--- Tasks for this exercise ---
[1] Please answer these questions from the text on Rufio:
(a) Which legions did Caesar station in Egypt?
(b) What Latin word does Suetonius use for Rufio?
(c) In the game expansion, in what year does Rufio come to Sinai?
[2] Translate this sentence from the text on Rufio into Spanish: "Rufio was the son of a freedman and came in 48 BC as a member of Caesar's army to Egypt."

--- Selection ---
Rufio was an officer of the Roman general and statesman Julius Caesar. In 47 BC he was appointed by Caesar as commander-in-chief of the three Roman legions that were stationed in Egypt.

Rufio was the son of a freedman and came in 48 BC as a member of Caesar's army to Egypt. After Caesar intervened in the Ptolemaic struggle for the throne between the siblings Cleopatra and Ptolemy XIII and won the Alexandrian war against Ptolemy XIII and his allies (January 47 BC), he stationed three legions in Egypt to safeguard his victory. These troops of the 27th, 37th, and 39th legion served to protect but also keep in check the rule of Cleopatra, who had become Caesar's mistress and now reigned as allied queen.

Contrary to tradition, Caesar did not appoint a senator as supreme commander of the Roman occupying army but his reliable officer Rufio. The main reason for this nomination was that Caesar feared that an influential senator, left behind in Egypt as commander-in-chief, could use the economically strong and strategically important land on the Nile as a base to make a bid for power, whereas Rufio had too low a rank and did not possess the necessary connections. Caesar also seems to have considered his officer very trustworthy because Suetonius calls Rufio a lover (exoletus) of Caesar.

Cultural references 

 Rufio appears as the main antagonist of The Hidden Ones, an expansion for the 2017 video game Assassin's Creed Origins. His full name is given as Gaius Julius Rufio (possibly to highlight his close relationship to Caesar) and, like Caesar, he is depicted as a member of the fictitious Order of the Ancients, a precursor organization to the Templar Order. In an effort to reduce the Romans' control over the Sinai Peninsula, the protagonist Bayek assassinates Rufio's lieutenants to draw him out of hiding, before killing Rufio himself once he comes to Sinai in 38 BC.

--- Records ---
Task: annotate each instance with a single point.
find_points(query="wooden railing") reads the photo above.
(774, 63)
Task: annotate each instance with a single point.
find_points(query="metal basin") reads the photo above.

--- Responses to the tasks ---
[1]
(a) The 27th, 37th, and 39th legions
(b) Exoletus
(c) 38 BC

[2] Rufio era hijo de un liberto y llegó a Egipto en el 48 a. C. como miembro del ejército de César.